→ **EXERCISE PROMPT**: Please gather every line of the records below that contains the word "boat", matching case exactly.
--- BEGIN MATERIAL PROVIDED ---
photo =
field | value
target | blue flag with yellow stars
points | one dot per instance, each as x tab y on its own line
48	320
--- END MATERIAL PROVIDED ---
--- BEGIN MATERIAL PROVIDED ---
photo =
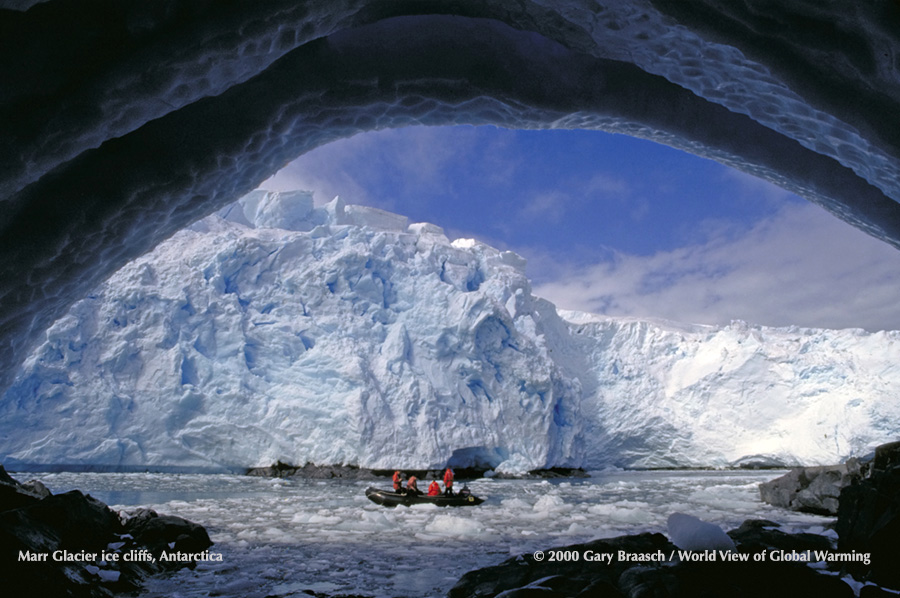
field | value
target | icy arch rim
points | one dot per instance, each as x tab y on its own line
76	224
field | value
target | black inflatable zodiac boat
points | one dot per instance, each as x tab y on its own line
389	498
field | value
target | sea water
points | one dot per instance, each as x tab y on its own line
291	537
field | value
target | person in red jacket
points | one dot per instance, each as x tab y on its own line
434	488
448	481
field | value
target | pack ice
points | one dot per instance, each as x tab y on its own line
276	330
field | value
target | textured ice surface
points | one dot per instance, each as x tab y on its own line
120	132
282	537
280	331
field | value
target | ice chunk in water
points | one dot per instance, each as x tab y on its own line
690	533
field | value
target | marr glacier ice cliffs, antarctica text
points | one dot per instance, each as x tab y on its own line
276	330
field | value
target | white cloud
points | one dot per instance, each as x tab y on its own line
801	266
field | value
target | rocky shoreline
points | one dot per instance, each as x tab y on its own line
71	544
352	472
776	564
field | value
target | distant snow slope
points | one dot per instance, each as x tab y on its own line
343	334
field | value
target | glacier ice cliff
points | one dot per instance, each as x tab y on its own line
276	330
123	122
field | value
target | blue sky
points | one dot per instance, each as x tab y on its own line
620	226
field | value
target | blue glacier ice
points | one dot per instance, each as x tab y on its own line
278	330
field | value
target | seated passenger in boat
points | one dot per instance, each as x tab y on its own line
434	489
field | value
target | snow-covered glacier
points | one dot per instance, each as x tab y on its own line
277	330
--- END MATERIAL PROVIDED ---
--- BEGIN MATERIAL PROVIDED ---
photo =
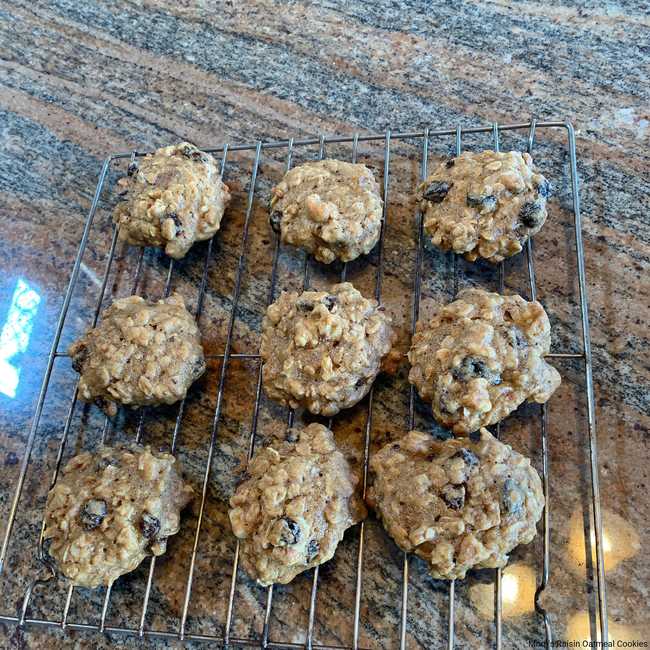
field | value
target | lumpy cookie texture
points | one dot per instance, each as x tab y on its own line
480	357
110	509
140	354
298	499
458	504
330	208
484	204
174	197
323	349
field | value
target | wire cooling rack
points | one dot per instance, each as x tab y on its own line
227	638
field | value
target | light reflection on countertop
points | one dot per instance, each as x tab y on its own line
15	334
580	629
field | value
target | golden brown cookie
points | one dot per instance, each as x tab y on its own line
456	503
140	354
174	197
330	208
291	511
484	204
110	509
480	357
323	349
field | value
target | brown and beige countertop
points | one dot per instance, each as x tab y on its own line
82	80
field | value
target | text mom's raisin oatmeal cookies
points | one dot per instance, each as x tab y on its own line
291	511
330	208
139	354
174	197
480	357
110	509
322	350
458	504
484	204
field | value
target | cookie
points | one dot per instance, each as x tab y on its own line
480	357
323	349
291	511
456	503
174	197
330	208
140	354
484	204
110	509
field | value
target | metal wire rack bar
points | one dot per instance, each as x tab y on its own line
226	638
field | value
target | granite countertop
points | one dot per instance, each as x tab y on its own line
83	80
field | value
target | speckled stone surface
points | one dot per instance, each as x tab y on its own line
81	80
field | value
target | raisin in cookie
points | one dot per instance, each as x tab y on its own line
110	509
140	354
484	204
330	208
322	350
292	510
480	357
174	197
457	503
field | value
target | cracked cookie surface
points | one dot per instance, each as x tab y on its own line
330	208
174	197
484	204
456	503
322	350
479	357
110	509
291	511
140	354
--- END MATERIAL PROVIDED ---
→ **SOLUTION**:
target | black inflatable zodiac boat
target | seated passenger in boat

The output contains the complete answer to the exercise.